-- Start of Quoted passage --
So for 2 months I then took on the freelance blogger life. I did alright, I had better days where I was content and felt confident in pulling in the income to support myself. But the stress you also felt from not knowing what work you’d get in that week was always a worry in the back of my mind. I was proud fo the income I made. I had a lot of people direct message me about my instagram posts as these were my main income over the few weeks. I do plan on doing a post about how to get paid Instagram work and all my tips and tricks but first I wanna find my feet with the balance of my blog and work again. By leaving two jobs I was able to put myself first and take a risk. I’m still young and didn’t want to put up with the negative and horrible experiences I was being put up with.
So where am I at now? WELL I’m back at H&M I left H&M originally for the wrong reasons. But I started H&M when I was 18, which seems so long ago. I’m now 23 and I feel like my whole attitude has changed. For me going to another retailer also made me see the good within the company which I took for granted. H&M put a lot of time and money into my career to progress and become a Visual merchandiser. And I feel I took it for granted. But I’m finally back in the company and it honestly feels so good to be excited for work again, and be at work and enjoy what you’re doing, while being surrounded by a team who are all one team.
So here I am, back as a Visual Merchandiser, still single sadly. (what can I say I just can’t find a man to entertain me) I’m still on all my dating sites and adult dating sites I’ll be sure to update you my dating stories in the next few weeks. dating has become a huge interest I’ve found in you guys which is amazing and I’m loving being single and in and out of the dating game. And to be able to share and laugh about it all means the world to me. But I feel good about the rest of the year. I have a few trips planned, and also the opportunity to move forward and progress further with my career at H&M.But a big part of me is my blog and I want to get that back into my daily routine. I’ve barely used instagram the past month which is not like me! So prepare to be bombarded with new posts and a lot more instagram content!
And to end the catch up I do want to say thank you to the people who have continued to support me and message me to say they’ve missed my stuff on their feed! But I’m back!
-- End of Quoted passage --
-- Start of Record extracts --
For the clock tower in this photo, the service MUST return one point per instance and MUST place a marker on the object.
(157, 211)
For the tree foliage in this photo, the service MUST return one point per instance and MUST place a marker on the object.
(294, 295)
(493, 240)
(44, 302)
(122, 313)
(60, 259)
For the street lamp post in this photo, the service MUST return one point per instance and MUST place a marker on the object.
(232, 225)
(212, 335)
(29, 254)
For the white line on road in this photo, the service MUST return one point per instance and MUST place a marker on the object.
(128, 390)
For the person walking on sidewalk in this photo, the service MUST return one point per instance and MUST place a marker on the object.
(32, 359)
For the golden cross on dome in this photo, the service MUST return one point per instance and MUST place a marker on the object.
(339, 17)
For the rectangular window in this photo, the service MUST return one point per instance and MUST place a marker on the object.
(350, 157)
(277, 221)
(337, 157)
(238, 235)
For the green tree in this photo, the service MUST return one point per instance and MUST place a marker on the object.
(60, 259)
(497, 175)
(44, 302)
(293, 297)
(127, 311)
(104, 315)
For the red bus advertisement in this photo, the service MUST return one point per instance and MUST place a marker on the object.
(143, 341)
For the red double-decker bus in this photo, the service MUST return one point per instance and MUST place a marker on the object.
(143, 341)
-- End of Record extracts --
## [Work instructions]
a - Copy out the blog post's wording verbatim, everything from "And to end the" down to "But I’m back!".
b - Answer these from the blog post:
(i) For how many months did the writer live as a freelance blogger?
(ii) How old was the writer when first starting at H&M?
(iii) In what role is the writer now back at H&M?

## [The responses]
a -
And to end the catch up I do want to say thank you to the people who have continued to support me and message me to say they’ve missed my stuff on their feed! But I’m back!

b -
(i) Two months.
(ii) 18.
(iii) Visual Merchandiser.